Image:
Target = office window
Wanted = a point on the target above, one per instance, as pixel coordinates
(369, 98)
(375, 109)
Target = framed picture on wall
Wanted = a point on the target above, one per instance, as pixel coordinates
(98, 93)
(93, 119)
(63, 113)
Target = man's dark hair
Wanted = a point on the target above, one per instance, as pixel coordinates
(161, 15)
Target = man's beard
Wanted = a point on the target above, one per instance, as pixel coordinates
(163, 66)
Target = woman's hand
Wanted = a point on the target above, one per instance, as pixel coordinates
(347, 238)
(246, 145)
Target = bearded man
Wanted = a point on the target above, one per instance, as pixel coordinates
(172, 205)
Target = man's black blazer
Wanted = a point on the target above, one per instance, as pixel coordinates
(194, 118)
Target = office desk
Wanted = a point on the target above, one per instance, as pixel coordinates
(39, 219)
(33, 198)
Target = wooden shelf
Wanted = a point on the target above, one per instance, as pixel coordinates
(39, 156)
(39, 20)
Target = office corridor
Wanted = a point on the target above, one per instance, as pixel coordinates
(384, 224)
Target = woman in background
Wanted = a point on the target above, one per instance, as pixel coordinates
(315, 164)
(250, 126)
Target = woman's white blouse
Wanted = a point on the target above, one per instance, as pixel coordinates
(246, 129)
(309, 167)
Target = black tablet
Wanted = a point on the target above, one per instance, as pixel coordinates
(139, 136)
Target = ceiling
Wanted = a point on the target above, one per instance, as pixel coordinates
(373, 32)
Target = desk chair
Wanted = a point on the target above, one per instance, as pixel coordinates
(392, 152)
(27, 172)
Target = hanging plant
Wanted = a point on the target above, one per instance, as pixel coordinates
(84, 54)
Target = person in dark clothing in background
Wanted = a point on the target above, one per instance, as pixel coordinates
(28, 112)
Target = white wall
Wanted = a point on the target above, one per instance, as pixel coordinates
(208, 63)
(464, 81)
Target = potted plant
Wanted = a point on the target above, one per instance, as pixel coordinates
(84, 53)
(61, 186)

_ _ _ _ _ _ _

• Requirement:
Shift each pixel coordinate in the answers by adding 110 to both of its numbers. Write out every line from the one holding "Target = person" through the last of the entries, inclusive, and keep the requests unchanged.

• Reply to the exercise:
Target = person in dark clothing in background
Wanted = a point on the target above, one per instance, as pixel coordinates
(138, 222)
Target = white wall
Wanted = a point on the target above, one per instance, as pixel coordinates
(318, 173)
(574, 191)
Target = potted plant
Wanted = a point on the target above, one per instance, as pixel coordinates
(194, 163)
(171, 296)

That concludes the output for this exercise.